さて、そろそろ伊勢神宮の超大物の神様二柱に思いを馳せようと思う。


伊勢神宮(内宮)〜その1




一柱は豊受大御神(トヨウケノオオミカミ):豊受大神宮(とようけだいじんぐう)すなわち外宮(げくう)に祭祀される神。
この神についてはいずれ書いてみたい。

もう一柱は天照大御神(アマテラスオオミカミ):皇大神宮(こうたいじんぐう)すなわち内宮(ないくう)に祭祀される神。
この神について、今回は少々言及する。
というか、無責任な空想話を展開する。


その前に、カミについての私のスタンスを整理したい。

完全無宗教無宗派なgadogadoだし、
いわゆる敬虔な信仰心もたぶん持ち合わせていないけれど、
カミという名で呼ばれる存在には、それなりの敬意を払っているつもり。

カミとは何か云々〜のような論議にはとても参加できる資格はないが、
長いあいだ人間たちはカミを信じて暮らして来たのだから、
少なく見積もっても人間たちの思いが凝縮されたその依代(よりしろ)または空間があることを信じるし、
場合によっては、人間でないものが依代に現れることがなかったとは言えない。
私は無宗教主義者であるのと同じくらい、アンチ科学万能主義者だからだ。
(ただ、いずれはその科学が、はやりのスピリチャル/パワー・スポットの意味くらいは解明するだろう。神社の位置と科学的スポットとの一致がわかればとてもわくわくできる。)

そんなわけで、
国内外各地を旅行した時も、
可能であればその地のカミに拝礼してきた。
正しい作法で礼儀を示せるとは限らないが、
こんにちはおじゃましますの精神で、
信仰の場所/対象をなるべく大切にしてきた。
(明らかな失敗もしたけれど)

つまり、「かみさまなんていねえよ」という心根では生きていない。

ただ、近代日本の国家神道とそれに基づく皇国史観には呆れ返ってうんざりするばかり。
皇室の祖神とされたアマテラスを頂点にして、人間たちがカミの序列を定めるなど、
日本列島の八百万のカミの世界への冒涜に相違ない。

全国どこへ行っても、アマテラスを合祀する神社だらけ。
これ、変でしょ、やっぱり。

その意味で、
今も多くの神社に翻る日の丸の旗は、
しばしば神社の拝殿や依代としての磐座(いわくら)を見下ろしていて、失礼この上ないと思う。
アマテラスの歴史は、日の丸の歴史より古いからだ。

****************************************

- **依頼文 1**
伊勢神宮についての抜粋から、「ただ、近代日本の国家神道とそれに基づく皇国史観には呆れ返ってうんざりするばかり。」から「アマテラスの歴史は、日の丸の歴史より古いからだ。」までを、その語句も含めて一字一句違えずに抜き出すこと。
この抜粋と、あとに続く項目とのあいだに内容上のつながりはない。

****************************************

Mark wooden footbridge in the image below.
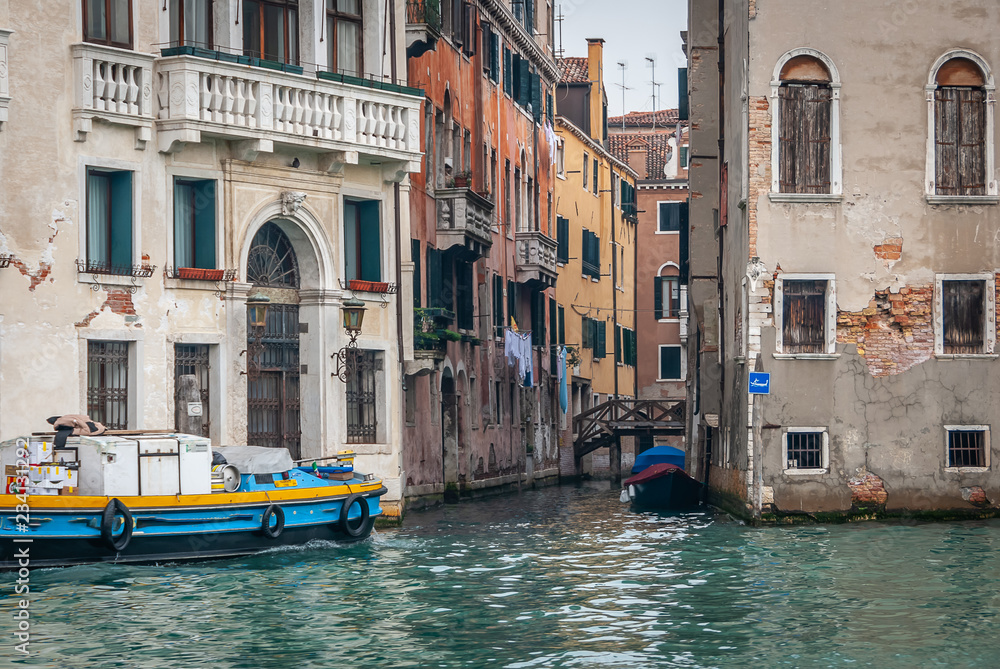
[573,399,685,480]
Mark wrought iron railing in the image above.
[406,0,441,30]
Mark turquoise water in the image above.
[0,483,1000,669]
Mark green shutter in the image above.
[517,58,531,108]
[427,246,444,309]
[531,72,542,123]
[192,180,215,269]
[109,172,132,271]
[410,239,423,309]
[653,276,663,320]
[357,200,382,281]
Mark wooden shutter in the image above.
[958,88,986,195]
[778,84,832,193]
[782,281,826,353]
[653,276,663,320]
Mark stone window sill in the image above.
[927,195,1000,204]
[934,353,1000,360]
[771,353,840,360]
[767,192,844,204]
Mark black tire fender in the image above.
[101,497,134,553]
[339,493,372,539]
[260,504,285,539]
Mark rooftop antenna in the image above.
[615,60,632,132]
[646,54,657,130]
[553,3,566,58]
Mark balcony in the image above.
[72,44,154,149]
[515,231,557,288]
[73,44,423,170]
[436,188,493,258]
[406,0,441,58]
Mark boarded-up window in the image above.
[941,281,986,353]
[782,280,826,353]
[934,86,986,195]
[778,82,832,193]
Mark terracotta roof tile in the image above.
[604,108,678,128]
[557,58,590,84]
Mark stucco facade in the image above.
[692,0,1000,515]
[404,2,559,505]
[0,0,421,513]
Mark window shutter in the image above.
[503,47,514,97]
[531,72,542,123]
[109,172,133,267]
[517,58,531,108]
[193,180,215,269]
[677,201,691,285]
[427,246,444,309]
[556,216,569,263]
[653,276,663,320]
[958,88,986,195]
[358,200,382,281]
[410,239,423,309]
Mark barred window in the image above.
[785,431,826,469]
[948,428,988,467]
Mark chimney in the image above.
[587,38,604,144]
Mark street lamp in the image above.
[240,291,271,379]
[330,297,367,383]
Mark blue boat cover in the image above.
[632,446,684,475]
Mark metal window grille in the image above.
[785,432,823,469]
[347,351,377,444]
[948,430,986,467]
[174,344,211,437]
[87,341,129,430]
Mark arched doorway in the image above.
[247,221,302,459]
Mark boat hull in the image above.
[0,483,386,570]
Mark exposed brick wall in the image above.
[747,96,771,258]
[837,285,934,376]
[75,288,135,328]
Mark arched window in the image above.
[771,48,842,200]
[933,55,992,196]
[247,221,299,288]
[653,263,682,321]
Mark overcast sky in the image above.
[554,0,687,116]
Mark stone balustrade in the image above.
[72,44,154,148]
[156,56,422,160]
[435,188,493,256]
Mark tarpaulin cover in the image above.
[632,446,684,474]
[622,462,690,488]
[215,446,295,474]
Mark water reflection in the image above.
[0,485,1000,669]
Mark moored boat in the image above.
[0,434,386,569]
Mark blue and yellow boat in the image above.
[0,435,386,569]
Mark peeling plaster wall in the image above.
[720,0,1000,512]
[0,0,409,511]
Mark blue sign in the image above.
[750,372,771,395]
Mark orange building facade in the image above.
[403,0,559,504]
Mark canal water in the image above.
[7,483,1000,669]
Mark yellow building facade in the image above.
[555,40,637,434]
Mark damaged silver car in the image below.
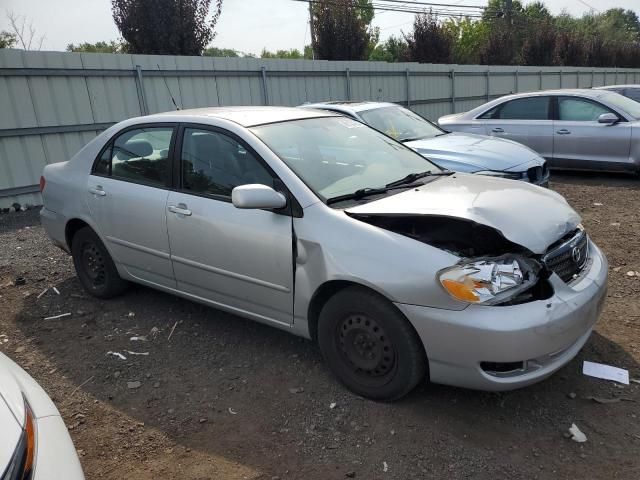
[41,107,607,400]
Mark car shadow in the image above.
[17,277,640,479]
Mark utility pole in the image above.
[309,2,316,60]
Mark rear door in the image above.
[166,125,293,325]
[478,96,553,158]
[87,124,176,287]
[551,96,633,170]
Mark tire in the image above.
[71,227,127,299]
[318,287,428,401]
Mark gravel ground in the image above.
[0,175,640,480]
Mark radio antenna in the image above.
[156,63,180,110]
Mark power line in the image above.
[293,0,482,18]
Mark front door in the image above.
[479,96,553,159]
[87,125,175,288]
[551,96,634,170]
[167,127,293,325]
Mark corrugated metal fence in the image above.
[0,50,640,207]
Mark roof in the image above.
[146,107,332,127]
[594,84,640,90]
[300,101,399,112]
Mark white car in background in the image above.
[0,353,84,480]
[301,102,549,187]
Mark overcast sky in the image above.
[0,0,640,54]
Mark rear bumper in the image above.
[397,243,608,391]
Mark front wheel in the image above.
[71,227,127,298]
[318,287,427,401]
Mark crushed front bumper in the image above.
[396,242,608,391]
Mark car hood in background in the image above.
[346,173,580,254]
[405,133,543,172]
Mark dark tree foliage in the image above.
[520,21,557,65]
[111,0,222,55]
[311,0,373,60]
[480,29,516,65]
[404,12,454,63]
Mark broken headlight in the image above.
[438,255,538,305]
[474,170,522,180]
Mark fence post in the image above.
[538,70,542,90]
[260,67,269,105]
[449,69,456,113]
[136,65,149,115]
[345,68,351,100]
[560,69,562,88]
[405,68,411,108]
[486,68,491,102]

****************************************

- **依頼文 2**
項目のうち、「Mark blue sign in the image above.」を含む行から「[405,133,543,172]」を含む行までを、両端の行も含めてそれだけ示し、その中の「overcast sky」を「cloudy sky」に変えること。ほかの部分はそのままにし、画像は入れないこと。

- **解答 1**
ただ、近代日本の国家神道とそれに基づく皇国史観には呆れ返ってうんざりするばかり。
皇室の祖神とされたアマテラスを頂点にして、人間たちがカミの序列を定めるなど、
日本列島の八百万のカミの世界への冒涜に相違ない。

全国どこへ行っても、アマテラスを合祀する神社だらけ。
これ、変でしょ、やっぱり。

その意味で、
今も多くの神社に翻る日の丸の旗は、
しばしば神社の拝殿や依代としての磐座(いわくら)を見下ろしていて、失礼この上ないと思う。
アマテラスの歴史は、日の丸の歴史より古いからだ。

- **解答 2**
Mark blue sign in the image above.
[750,372,771,395]
Mark orange building facade in the image above.
[403,0,559,504]
Mark canal water in the image above.
[7,483,1000,669]
Mark yellow building facade in the image above.
[555,40,637,434]
Mark damaged silver car in the image below.
[41,107,607,400]
Mark car shadow in the image above.
[17,277,640,479]
Mark utility pole in the image above.
[309,2,316,60]
Mark rear door in the image above.
[166,125,293,325]
[478,96,553,158]
[87,124,176,287]
[551,96,633,170]
Mark tire in the image above.
[71,227,127,299]
[318,287,428,401]
Mark gravel ground in the image above.
[0,175,640,480]
Mark radio antenna in the image above.
[156,63,180,110]
Mark power line in the image above.
[293,0,482,18]
Mark front door in the image above.
[479,96,553,159]
[87,125,175,288]
[551,96,634,170]
[167,127,293,325]
Mark corrugated metal fence in the image above.
[0,50,640,207]
Mark roof in the image above.
[146,107,332,127]
[594,84,640,90]
[300,101,399,112]
Mark white car in background in the image above.
[0,353,84,480]
[301,102,549,187]
Mark cloudy sky in the image above.
[0,0,640,54]
Mark rear bumper in the image above.
[397,243,608,391]
Mark front wheel in the image above.
[71,227,127,298]
[318,287,427,401]
Mark crushed front bumper in the image above.
[396,242,608,391]
Mark car hood in background in the image above.
[346,173,580,254]
[405,133,543,172]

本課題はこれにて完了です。